■ Goal of the exercise
Count the lines in the items below that contain the string "block", treating uppercase and lowercase as different. Give only the number.

(Beginning of Available data)

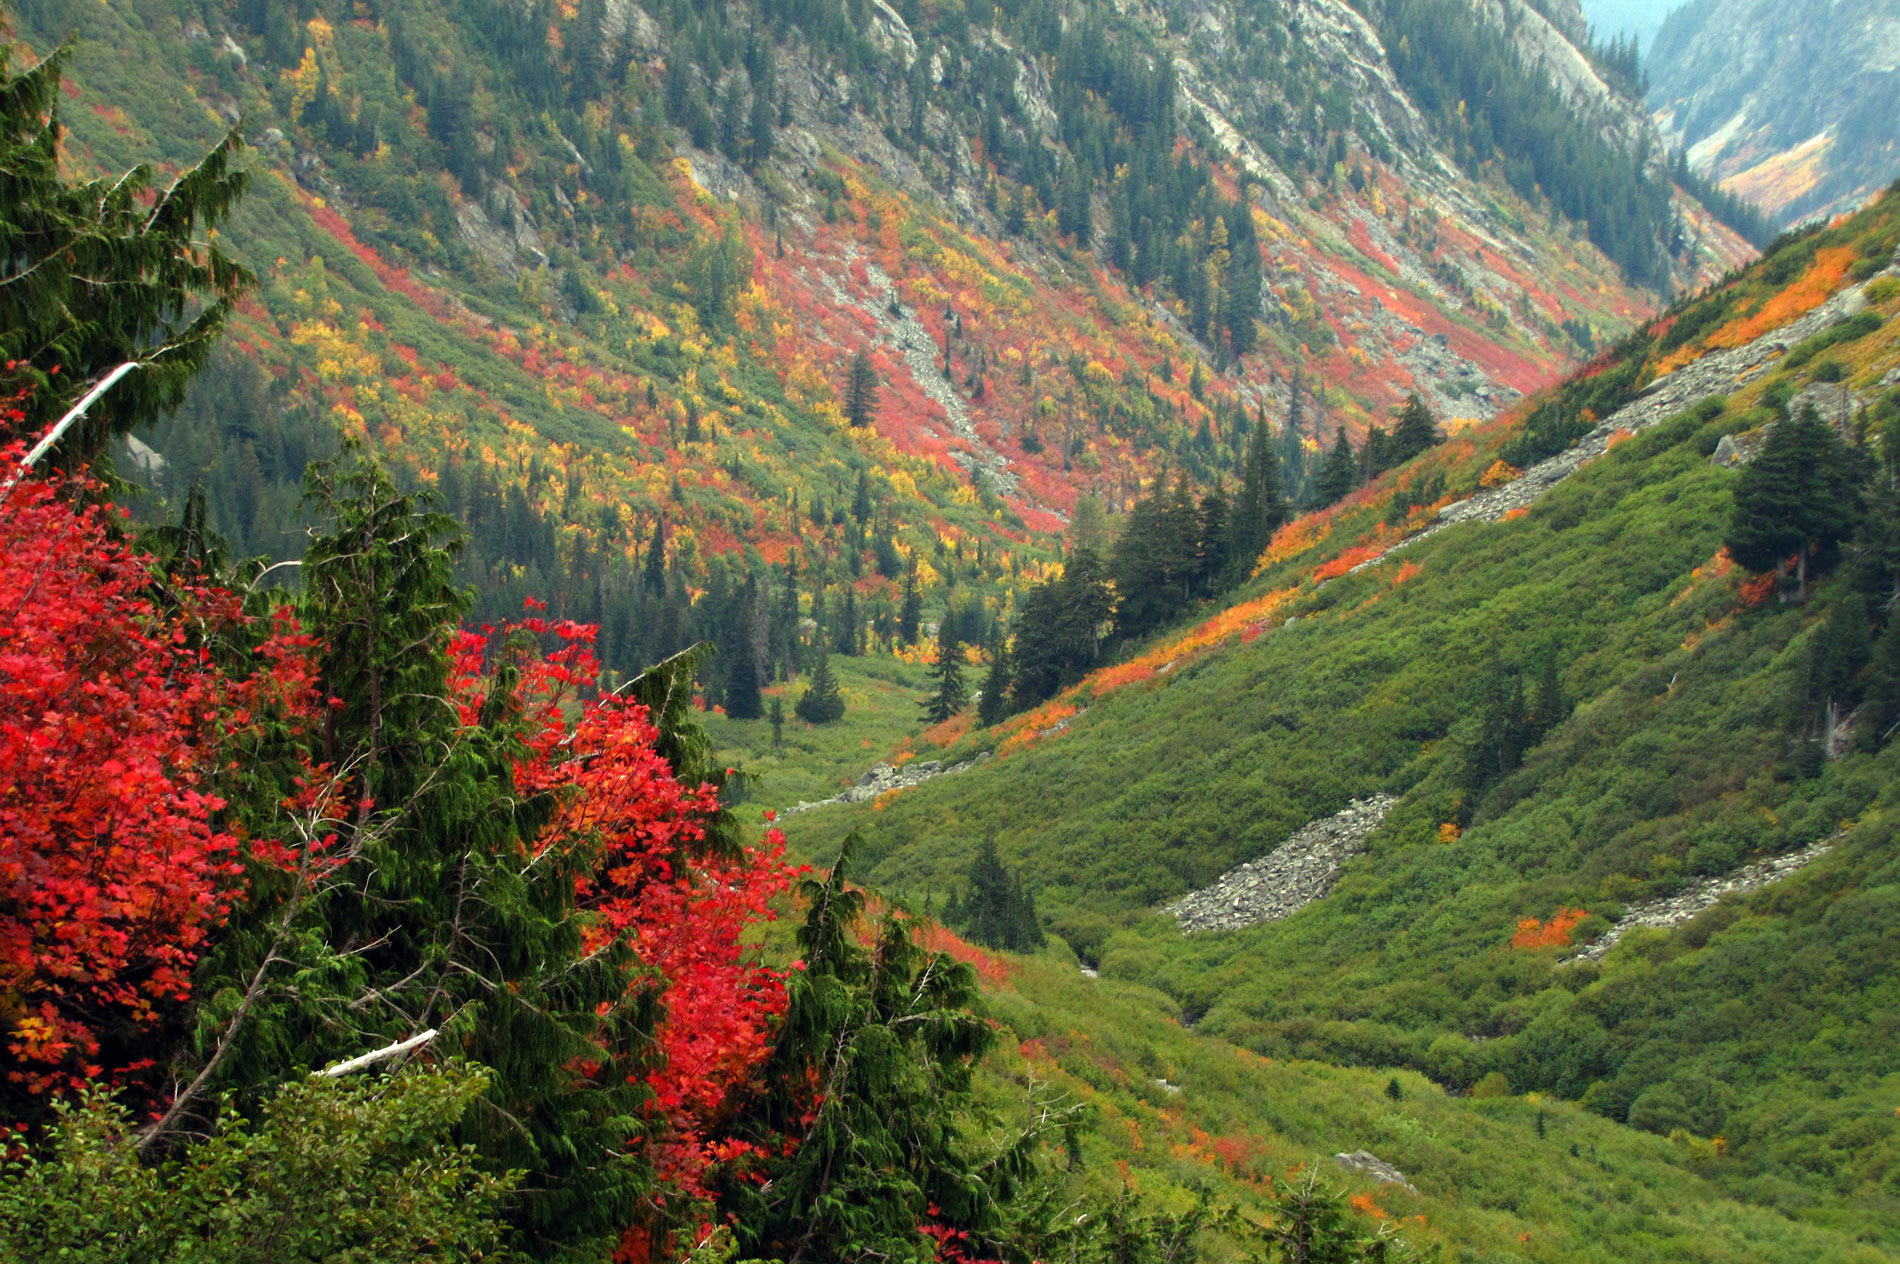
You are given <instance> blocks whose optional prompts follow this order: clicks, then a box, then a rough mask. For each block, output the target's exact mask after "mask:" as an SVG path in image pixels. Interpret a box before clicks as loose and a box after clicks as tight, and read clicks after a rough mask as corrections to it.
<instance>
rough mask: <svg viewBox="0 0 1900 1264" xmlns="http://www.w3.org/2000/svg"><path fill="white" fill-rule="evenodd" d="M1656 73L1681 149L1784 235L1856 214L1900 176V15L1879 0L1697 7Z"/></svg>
mask: <svg viewBox="0 0 1900 1264" xmlns="http://www.w3.org/2000/svg"><path fill="white" fill-rule="evenodd" d="M1647 68H1649V78H1651V84H1653V87H1651V91H1649V103H1651V106H1653V108H1655V112H1657V125H1659V127H1661V131H1663V135H1664V137H1668V141H1670V144H1672V146H1680V148H1687V150H1689V163H1691V165H1693V167H1695V169H1697V171H1699V173H1702V175H1706V177H1712V179H1716V181H1720V182H1721V184H1723V186H1725V188H1729V190H1731V192H1735V194H1740V196H1742V198H1748V200H1750V201H1754V203H1756V205H1759V207H1761V209H1763V211H1767V213H1771V215H1773V217H1775V219H1777V220H1778V222H1782V224H1796V222H1799V220H1803V219H1809V217H1822V219H1826V217H1830V215H1839V213H1841V211H1851V209H1854V207H1858V205H1860V203H1862V201H1866V200H1868V198H1870V196H1873V194H1875V192H1877V190H1881V188H1885V186H1887V182H1889V181H1892V179H1894V173H1896V171H1900V122H1896V120H1900V13H1894V11H1892V6H1887V4H1881V2H1879V0H1826V2H1824V4H1773V2H1771V0H1742V2H1723V0H1697V2H1695V4H1687V6H1683V8H1680V10H1676V11H1674V13H1670V17H1668V21H1666V23H1664V25H1663V30H1661V32H1659V34H1657V38H1655V44H1653V46H1651V49H1649V63H1647Z"/></svg>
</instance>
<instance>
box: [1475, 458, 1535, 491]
mask: <svg viewBox="0 0 1900 1264" xmlns="http://www.w3.org/2000/svg"><path fill="white" fill-rule="evenodd" d="M1522 475H1524V471H1522V469H1518V468H1516V466H1512V464H1511V462H1507V460H1493V462H1492V468H1490V469H1486V471H1484V477H1482V479H1478V487H1503V485H1505V483H1512V481H1516V479H1520V477H1522Z"/></svg>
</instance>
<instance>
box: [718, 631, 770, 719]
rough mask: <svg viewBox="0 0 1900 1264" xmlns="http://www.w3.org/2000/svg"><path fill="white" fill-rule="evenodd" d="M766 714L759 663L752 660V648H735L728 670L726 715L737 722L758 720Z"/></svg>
mask: <svg viewBox="0 0 1900 1264" xmlns="http://www.w3.org/2000/svg"><path fill="white" fill-rule="evenodd" d="M764 713H766V711H764V699H762V698H760V694H758V663H756V661H754V660H752V646H750V644H739V646H733V650H731V663H730V665H728V669H726V715H728V717H731V718H735V720H756V718H758V717H762V715H764Z"/></svg>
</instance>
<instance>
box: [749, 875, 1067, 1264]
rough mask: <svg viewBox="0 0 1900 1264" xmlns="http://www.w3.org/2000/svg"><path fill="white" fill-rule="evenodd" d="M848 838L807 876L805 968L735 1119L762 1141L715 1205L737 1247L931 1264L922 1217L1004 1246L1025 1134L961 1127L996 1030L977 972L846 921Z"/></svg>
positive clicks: (789, 980) (990, 1245) (804, 1257)
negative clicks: (856, 932)
mask: <svg viewBox="0 0 1900 1264" xmlns="http://www.w3.org/2000/svg"><path fill="white" fill-rule="evenodd" d="M853 848H855V838H849V840H845V846H844V850H842V852H840V855H838V863H836V865H834V867H832V871H830V874H828V876H826V878H823V880H819V878H809V880H806V882H804V886H802V897H804V903H806V907H807V914H806V922H804V926H802V928H800V931H798V950H800V956H802V958H804V969H798V971H794V973H792V975H790V979H788V981H787V992H788V1000H787V1011H785V1021H783V1025H781V1026H779V1036H777V1042H775V1045H773V1049H771V1057H769V1059H768V1063H766V1068H764V1074H762V1076H760V1089H758V1093H756V1099H754V1101H752V1102H749V1104H747V1106H745V1108H743V1110H741V1112H739V1116H737V1118H739V1131H741V1135H743V1139H745V1140H750V1142H752V1144H754V1146H756V1154H758V1158H756V1161H754V1165H752V1167H749V1171H756V1173H758V1177H760V1178H756V1180H754V1178H747V1177H741V1178H735V1180H730V1182H728V1184H726V1186H724V1190H722V1192H720V1203H722V1209H724V1211H726V1213H730V1216H731V1224H733V1230H735V1234H737V1237H739V1249H741V1253H743V1254H745V1256H760V1258H775V1260H806V1262H809V1264H847V1262H859V1260H866V1258H878V1260H889V1262H891V1264H931V1262H933V1260H937V1258H939V1254H937V1243H935V1241H933V1239H931V1237H927V1235H925V1234H920V1232H918V1226H920V1224H925V1222H931V1224H939V1226H944V1228H952V1230H958V1232H961V1234H969V1241H971V1247H973V1251H978V1253H980V1254H982V1256H986V1258H1005V1256H1003V1243H1001V1234H1003V1224H1001V1211H1003V1207H1005V1205H1007V1203H1009V1199H1011V1196H1013V1194H1015V1190H1016V1186H1018V1182H1020V1178H1022V1177H1024V1175H1026V1173H1028V1163H1030V1156H1032V1142H1030V1140H1028V1139H1018V1140H1015V1142H1009V1144H1005V1146H1003V1148H1001V1150H996V1148H988V1146H982V1142H980V1131H978V1129H975V1127H971V1121H973V1112H975V1093H973V1068H975V1064H977V1061H978V1059H980V1057H982V1055H984V1053H986V1051H988V1049H990V1047H992V1045H994V1044H996V1030H994V1028H992V1026H990V1025H988V1023H984V1021H982V1019H978V1017H977V1015H975V1013H971V1005H975V1004H977V998H978V990H977V973H975V969H971V967H969V966H967V964H963V962H956V960H952V958H948V956H944V954H925V952H923V950H921V948H920V947H918V945H916V941H914V939H912V931H910V924H908V922H906V920H902V918H895V916H893V918H889V920H885V922H883V924H882V926H878V928H876V933H874V941H872V947H870V950H866V948H861V947H857V937H855V933H853V929H855V926H857V922H859V920H861V918H863V910H864V895H863V893H861V891H853V890H849V888H847V886H845V867H847V865H849V859H851V852H853Z"/></svg>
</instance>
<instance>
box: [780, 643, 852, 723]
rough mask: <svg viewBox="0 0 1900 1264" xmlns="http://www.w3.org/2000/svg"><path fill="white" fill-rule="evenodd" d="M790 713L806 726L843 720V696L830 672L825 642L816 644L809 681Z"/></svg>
mask: <svg viewBox="0 0 1900 1264" xmlns="http://www.w3.org/2000/svg"><path fill="white" fill-rule="evenodd" d="M792 711H794V713H796V715H798V718H800V720H804V722H806V724H830V722H832V720H842V718H844V694H840V692H838V679H836V677H834V675H832V671H830V656H828V654H826V652H825V642H823V641H819V642H817V658H815V660H813V663H811V680H809V684H806V692H804V694H800V696H798V701H796V703H794V705H792Z"/></svg>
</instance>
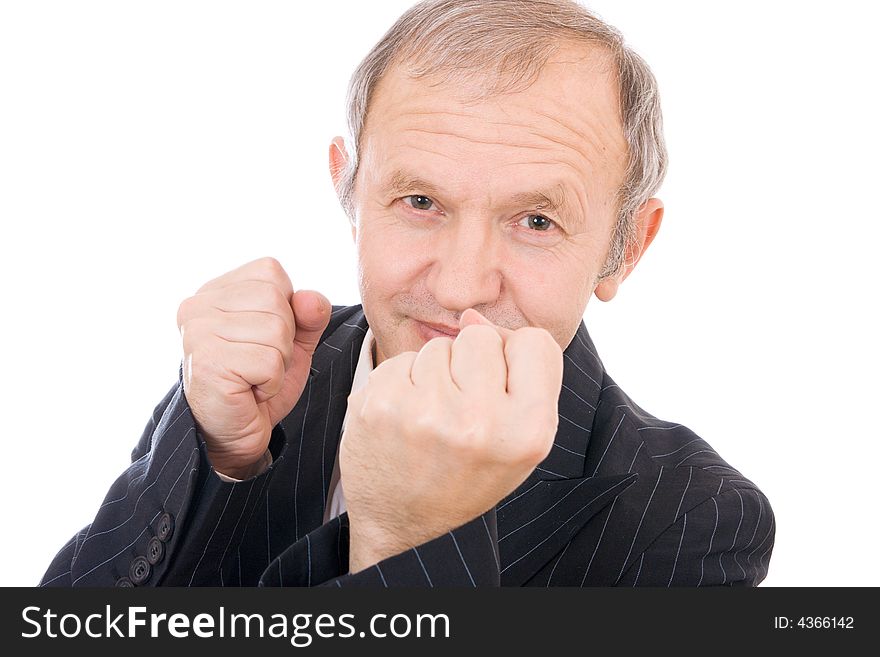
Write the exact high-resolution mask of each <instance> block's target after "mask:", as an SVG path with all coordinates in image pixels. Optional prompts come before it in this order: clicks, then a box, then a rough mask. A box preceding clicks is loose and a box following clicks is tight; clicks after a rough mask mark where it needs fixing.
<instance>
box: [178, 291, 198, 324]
mask: <svg viewBox="0 0 880 657" xmlns="http://www.w3.org/2000/svg"><path fill="white" fill-rule="evenodd" d="M193 301H194V300H193V297H187V298H186V299H184V300H183V301H181V302H180V305H179V306H178V307H177V328H183V325H184V324H185V323H186V321H187V320H188V319H189V318H190V317H191V316H192V310H193V308H192V307H193Z"/></svg>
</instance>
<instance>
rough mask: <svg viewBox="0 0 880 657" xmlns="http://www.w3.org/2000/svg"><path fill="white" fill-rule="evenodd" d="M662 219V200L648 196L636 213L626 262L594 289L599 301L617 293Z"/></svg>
mask: <svg viewBox="0 0 880 657" xmlns="http://www.w3.org/2000/svg"><path fill="white" fill-rule="evenodd" d="M662 221H663V201H661V200H660V199H659V198H650V199H648V200H647V201H645V203H644V204H643V205H642V207H641V208H639V211H638V212H637V213H636V240H635V243H634V244H633V245H632V246H631V247H630V248H629V249H627V253H626V262H625V263H624V266H623V269H622V270H621V272H620V273H619V274H618V275H617V276H614V277H610V278H606V279H604V280H602V281H601V282H600V283H599V284H598V285H597V286H596V289H595V290H594V293H595V294H596V297H597V298H598V299H599V300H601V301H611V300H612V299H613V298H614V296H615V295H616V294H617V289H618V288H619V287H620V285H621V283H623V281H625V280H626V277H627V276H629V275H630V273H632V270H633V269H635V268H636V265H637V264H638V262H639V260H641V259H642V255H644V253H645V251H647V250H648V247H649V246H650V245H651V242H653V241H654V237H656V235H657V231H659V230H660V223H661V222H662Z"/></svg>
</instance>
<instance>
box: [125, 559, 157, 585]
mask: <svg viewBox="0 0 880 657" xmlns="http://www.w3.org/2000/svg"><path fill="white" fill-rule="evenodd" d="M152 572H153V567H152V566H151V565H150V562H149V561H147V559H146V557H135V558H134V559H132V561H131V567H130V568H129V569H128V576H129V577H130V578H131V581H132V583H133V584H135V585H137V586H140V585H141V584H143V583H144V582H146V581H147V580H148V579H150V575H151V574H152Z"/></svg>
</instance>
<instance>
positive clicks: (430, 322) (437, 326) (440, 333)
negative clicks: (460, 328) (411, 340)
mask: <svg viewBox="0 0 880 657" xmlns="http://www.w3.org/2000/svg"><path fill="white" fill-rule="evenodd" d="M415 322H416V325H417V326H418V329H419V332H420V333H421V334H422V335H423V337H425V338H427V339H428V340H430V339H431V338H436V337H447V338H454V337H455V336H457V335H458V333H459V328H458V327H457V326H448V325H446V324H435V323H433V322H423V321H420V320H415Z"/></svg>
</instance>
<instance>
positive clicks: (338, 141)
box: [329, 137, 357, 239]
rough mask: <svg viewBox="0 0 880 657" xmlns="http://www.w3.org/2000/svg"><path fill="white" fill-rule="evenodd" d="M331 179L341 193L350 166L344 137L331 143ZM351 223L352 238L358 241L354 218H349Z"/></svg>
mask: <svg viewBox="0 0 880 657" xmlns="http://www.w3.org/2000/svg"><path fill="white" fill-rule="evenodd" d="M329 164H330V178H331V179H332V180H333V188H334V189H335V190H337V194H338V192H339V184H340V183H341V182H342V176H343V175H344V174H345V170H346V167H347V166H348V151H347V150H345V139H343V138H342V137H334V138H333V141H331V142H330V160H329ZM349 222H350V223H351V236H352V238H353V239H357V226H356V225H355V221H354V219H353V218H351V217H349Z"/></svg>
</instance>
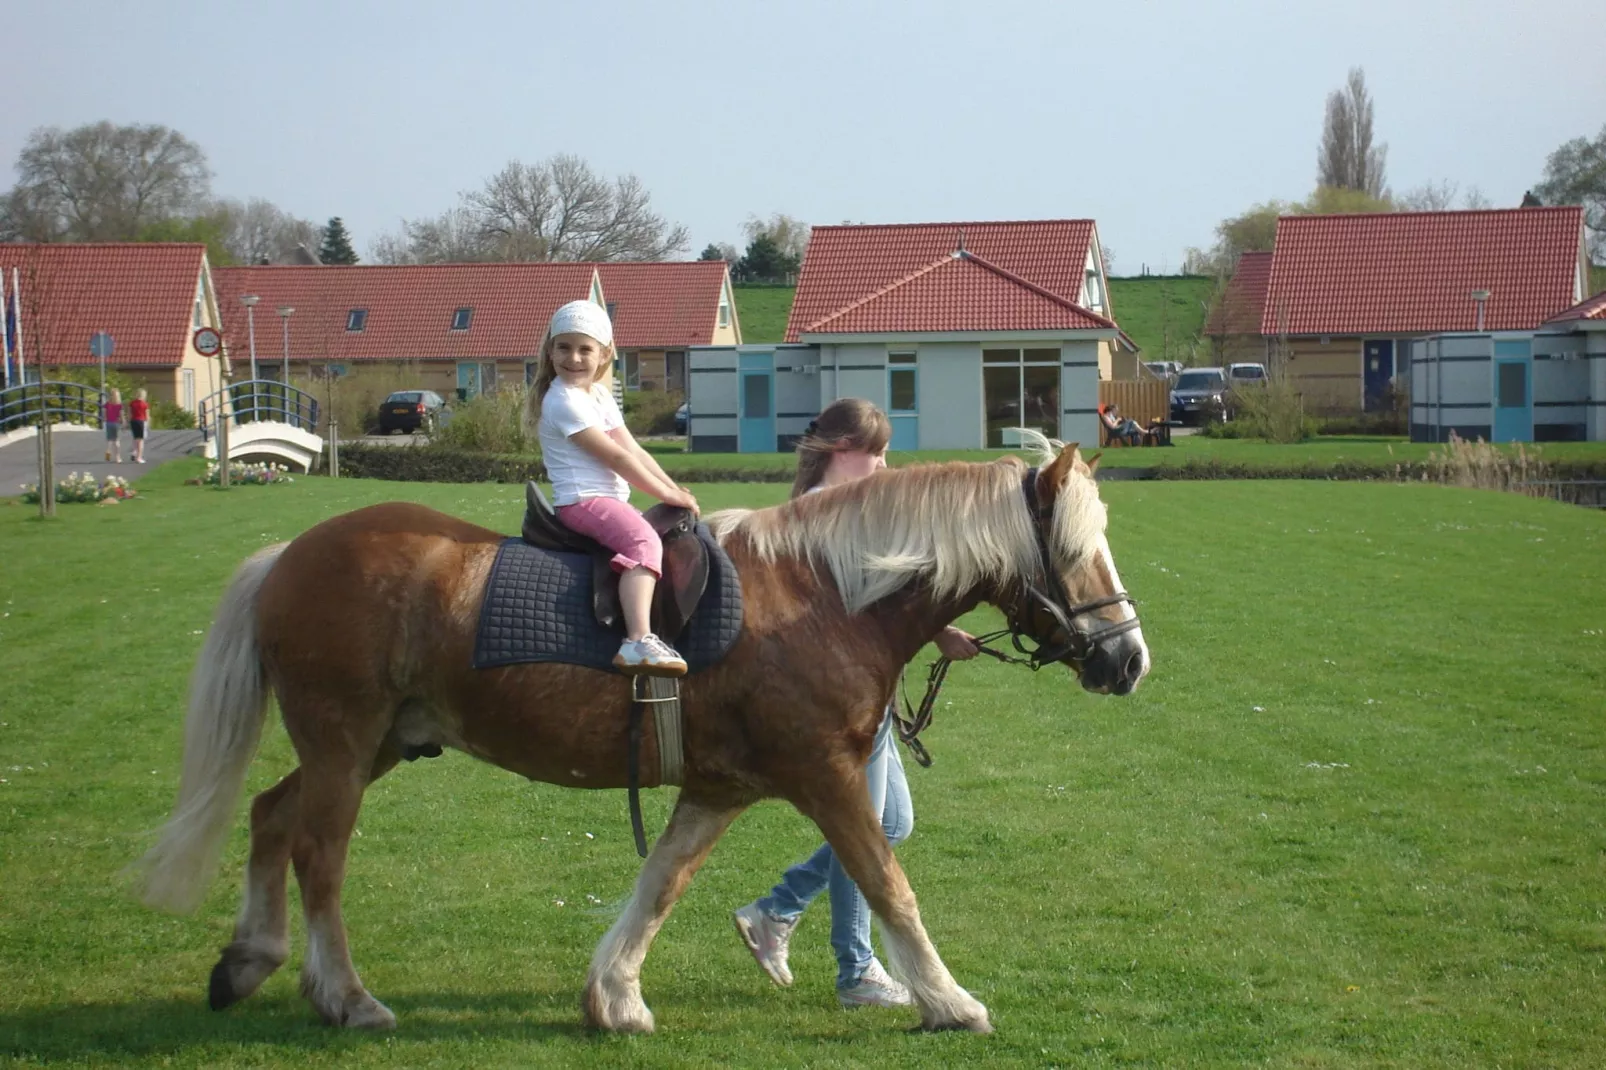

(End of Available data)

■ Exercise solution
2